_Your objective_
Update the part of the records that opens with the line containing "Target: statue of lion" and closes with the line containing "column 1228, row 521" by changing "sculpture" to "carving", leaving everything else as is. Give back only that part.

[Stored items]
____________

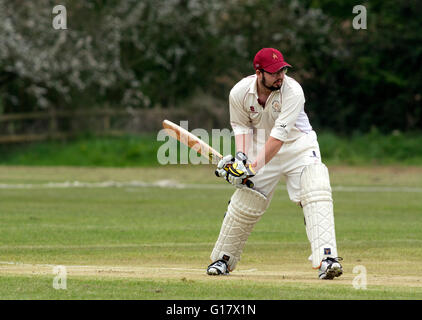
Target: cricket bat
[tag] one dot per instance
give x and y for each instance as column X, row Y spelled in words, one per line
column 193, row 142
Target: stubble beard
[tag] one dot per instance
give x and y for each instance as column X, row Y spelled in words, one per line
column 271, row 88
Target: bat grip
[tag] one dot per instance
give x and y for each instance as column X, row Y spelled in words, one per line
column 248, row 183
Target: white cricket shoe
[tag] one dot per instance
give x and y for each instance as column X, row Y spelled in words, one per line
column 330, row 268
column 217, row 268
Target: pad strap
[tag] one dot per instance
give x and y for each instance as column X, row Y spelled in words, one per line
column 317, row 206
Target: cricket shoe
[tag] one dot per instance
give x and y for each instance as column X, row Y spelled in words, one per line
column 217, row 268
column 330, row 268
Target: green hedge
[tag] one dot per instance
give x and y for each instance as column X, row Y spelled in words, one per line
column 358, row 149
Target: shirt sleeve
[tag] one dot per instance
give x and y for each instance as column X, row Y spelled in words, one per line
column 291, row 106
column 239, row 118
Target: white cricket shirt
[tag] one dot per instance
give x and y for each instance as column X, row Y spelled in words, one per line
column 283, row 116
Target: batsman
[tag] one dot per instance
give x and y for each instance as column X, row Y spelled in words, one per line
column 274, row 139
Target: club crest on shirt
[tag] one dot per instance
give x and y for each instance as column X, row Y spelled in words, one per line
column 276, row 106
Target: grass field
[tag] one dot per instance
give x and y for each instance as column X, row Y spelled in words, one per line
column 147, row 233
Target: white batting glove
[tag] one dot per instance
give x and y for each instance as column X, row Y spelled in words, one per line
column 222, row 165
column 239, row 171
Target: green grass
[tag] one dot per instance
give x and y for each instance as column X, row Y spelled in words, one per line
column 359, row 149
column 135, row 243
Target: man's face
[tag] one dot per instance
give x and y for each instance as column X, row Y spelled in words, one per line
column 272, row 81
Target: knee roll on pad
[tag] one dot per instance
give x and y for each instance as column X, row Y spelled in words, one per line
column 317, row 203
column 245, row 209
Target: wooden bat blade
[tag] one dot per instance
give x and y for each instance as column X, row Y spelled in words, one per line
column 191, row 141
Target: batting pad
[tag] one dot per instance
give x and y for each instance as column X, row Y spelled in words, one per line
column 245, row 209
column 317, row 204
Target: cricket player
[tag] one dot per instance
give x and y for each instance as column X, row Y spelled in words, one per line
column 274, row 138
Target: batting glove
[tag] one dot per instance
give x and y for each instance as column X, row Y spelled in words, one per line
column 223, row 166
column 239, row 171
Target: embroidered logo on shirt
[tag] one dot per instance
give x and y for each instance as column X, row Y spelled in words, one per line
column 276, row 106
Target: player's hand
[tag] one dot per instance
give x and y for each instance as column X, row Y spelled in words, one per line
column 239, row 172
column 223, row 165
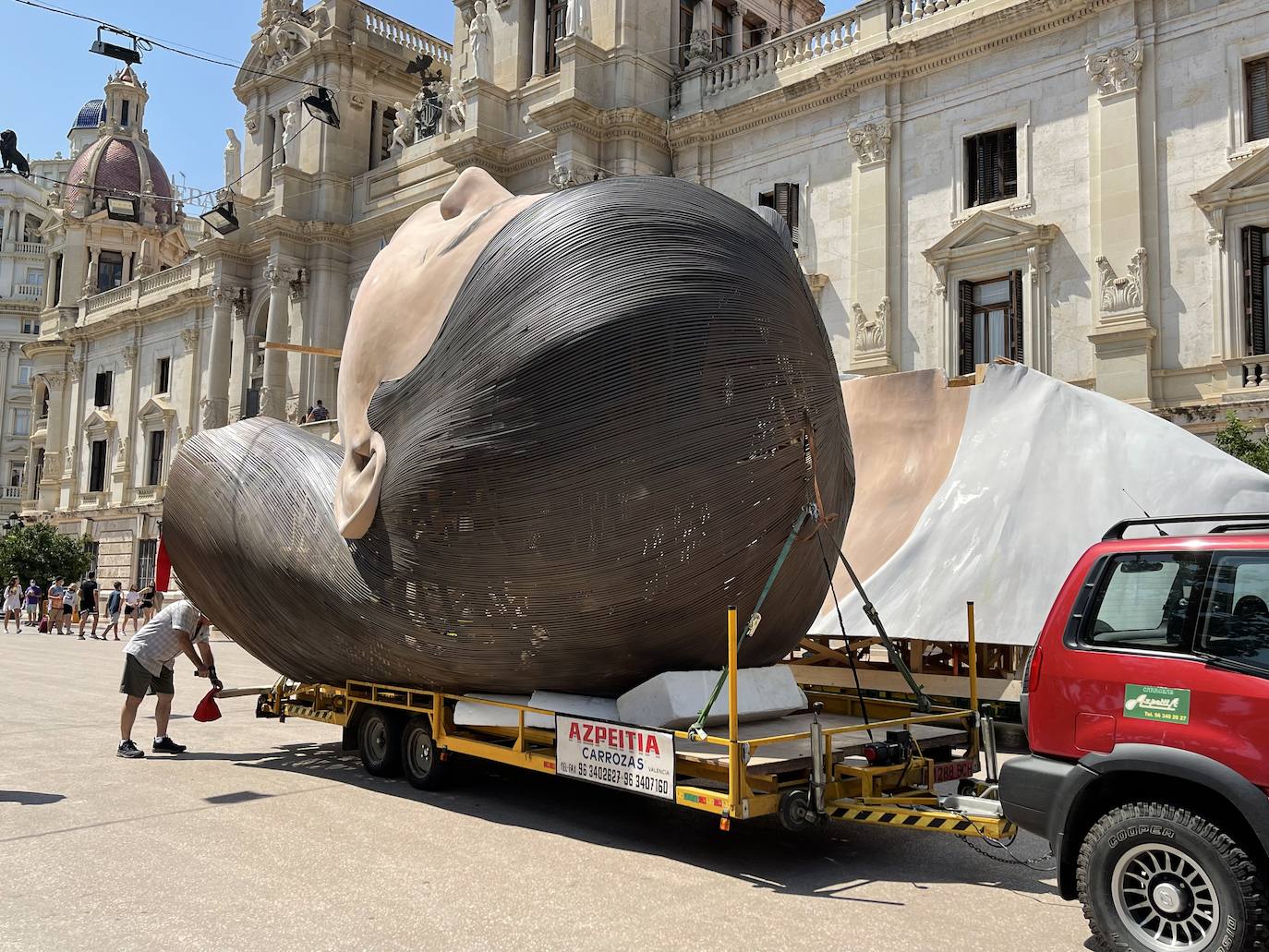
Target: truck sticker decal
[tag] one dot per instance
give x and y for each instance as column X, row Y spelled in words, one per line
column 1145, row 702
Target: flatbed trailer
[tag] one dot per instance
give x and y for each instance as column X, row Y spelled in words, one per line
column 804, row 768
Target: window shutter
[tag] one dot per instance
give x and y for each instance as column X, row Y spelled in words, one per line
column 1258, row 99
column 1009, row 163
column 1254, row 288
column 966, row 304
column 786, row 206
column 1015, row 318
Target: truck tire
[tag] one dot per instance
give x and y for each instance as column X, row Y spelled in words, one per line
column 1155, row 877
column 420, row 756
column 379, row 739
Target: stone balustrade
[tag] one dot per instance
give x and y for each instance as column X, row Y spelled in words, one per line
column 135, row 292
column 905, row 12
column 393, row 30
column 803, row 46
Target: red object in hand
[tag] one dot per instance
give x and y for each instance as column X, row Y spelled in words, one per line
column 207, row 708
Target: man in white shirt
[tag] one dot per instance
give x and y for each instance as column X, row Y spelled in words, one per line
column 150, row 657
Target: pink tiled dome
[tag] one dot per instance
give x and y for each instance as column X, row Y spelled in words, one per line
column 117, row 165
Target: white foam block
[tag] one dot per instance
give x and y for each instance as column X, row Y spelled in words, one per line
column 674, row 700
column 468, row 714
column 603, row 708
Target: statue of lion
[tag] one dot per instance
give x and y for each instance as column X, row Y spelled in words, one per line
column 10, row 155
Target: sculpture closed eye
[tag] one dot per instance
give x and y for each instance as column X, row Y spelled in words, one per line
column 600, row 444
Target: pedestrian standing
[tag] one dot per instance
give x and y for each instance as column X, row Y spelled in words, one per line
column 33, row 596
column 88, row 603
column 150, row 657
column 13, row 605
column 148, row 603
column 56, row 599
column 131, row 609
column 113, row 606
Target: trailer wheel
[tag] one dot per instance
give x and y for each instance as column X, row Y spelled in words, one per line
column 796, row 813
column 420, row 756
column 379, row 738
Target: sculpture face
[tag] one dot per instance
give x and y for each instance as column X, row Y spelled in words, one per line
column 574, row 433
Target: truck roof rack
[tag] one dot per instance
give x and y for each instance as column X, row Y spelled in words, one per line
column 1228, row 521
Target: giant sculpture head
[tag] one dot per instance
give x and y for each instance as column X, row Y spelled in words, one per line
column 575, row 428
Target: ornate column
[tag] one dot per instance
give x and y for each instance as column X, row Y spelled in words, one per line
column 273, row 393
column 51, row 487
column 1122, row 332
column 873, row 338
column 216, row 404
column 539, row 38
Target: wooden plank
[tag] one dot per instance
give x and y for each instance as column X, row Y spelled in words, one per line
column 939, row 684
column 302, row 349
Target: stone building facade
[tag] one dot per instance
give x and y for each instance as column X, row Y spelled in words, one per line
column 1075, row 186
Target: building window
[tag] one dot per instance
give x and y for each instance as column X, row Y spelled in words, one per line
column 685, row 19
column 155, row 471
column 109, row 271
column 1255, row 280
column 990, row 166
column 752, row 32
column 103, row 392
column 991, row 320
column 784, row 199
column 557, row 22
column 148, row 558
column 719, row 30
column 1258, row 98
column 97, row 467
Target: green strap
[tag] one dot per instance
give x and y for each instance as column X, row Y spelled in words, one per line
column 808, row 512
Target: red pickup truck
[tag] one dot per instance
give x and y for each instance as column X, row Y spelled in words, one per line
column 1146, row 706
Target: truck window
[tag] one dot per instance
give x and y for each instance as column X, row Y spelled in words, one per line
column 1146, row 602
column 1236, row 620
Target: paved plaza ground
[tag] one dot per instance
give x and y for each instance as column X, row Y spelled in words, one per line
column 267, row 836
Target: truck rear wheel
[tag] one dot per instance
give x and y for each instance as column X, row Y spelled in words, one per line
column 379, row 739
column 420, row 756
column 1154, row 877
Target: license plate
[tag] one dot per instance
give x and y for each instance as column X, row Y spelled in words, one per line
column 953, row 771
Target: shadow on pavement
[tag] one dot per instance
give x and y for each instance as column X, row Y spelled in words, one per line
column 27, row 797
column 828, row 863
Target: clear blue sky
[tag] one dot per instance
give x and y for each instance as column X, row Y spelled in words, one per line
column 50, row 73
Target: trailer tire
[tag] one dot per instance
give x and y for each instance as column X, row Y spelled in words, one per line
column 379, row 741
column 420, row 756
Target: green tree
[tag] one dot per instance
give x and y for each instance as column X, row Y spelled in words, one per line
column 1236, row 440
column 41, row 552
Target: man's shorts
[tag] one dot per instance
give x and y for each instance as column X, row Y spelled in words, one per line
column 138, row 681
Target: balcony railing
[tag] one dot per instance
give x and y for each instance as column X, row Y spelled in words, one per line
column 135, row 292
column 414, row 40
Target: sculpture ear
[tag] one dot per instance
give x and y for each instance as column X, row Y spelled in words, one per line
column 359, row 480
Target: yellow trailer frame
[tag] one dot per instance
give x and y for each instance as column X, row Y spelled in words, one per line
column 898, row 795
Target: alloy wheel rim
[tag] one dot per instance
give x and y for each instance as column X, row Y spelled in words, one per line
column 1166, row 898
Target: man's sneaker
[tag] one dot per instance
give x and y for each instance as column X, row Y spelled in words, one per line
column 129, row 751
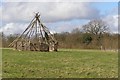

____________

_Correct answer_
Target: statue of lion
[tag] one dot per instance
give x and y for each instance as column X, row Y spelled in words, one per line
column 10, row 155
Target: carving closed eye
[tag] one dot per instance
give x and y for each instance as column X, row Y spelled in words, one per line
column 600, row 444
Target: pedestrian standing
[tag] one dot per instance
give x and y for each instance as column X, row Y spelled in words, one per line
column 33, row 596
column 88, row 603
column 150, row 657
column 13, row 605
column 148, row 603
column 56, row 599
column 131, row 609
column 113, row 606
Target: trailer wheel
[tag] one dot per instance
give x and y for each instance as column X, row Y spelled in words, one per line
column 796, row 813
column 420, row 756
column 379, row 738
Target: carving face
[tag] one dot per instance
give x and y for each instance as column X, row Y spelled in words, one per line
column 574, row 433
Target: truck roof rack
[tag] one dot per instance
give x and y for each instance as column X, row Y spelled in words, one per line
column 1228, row 521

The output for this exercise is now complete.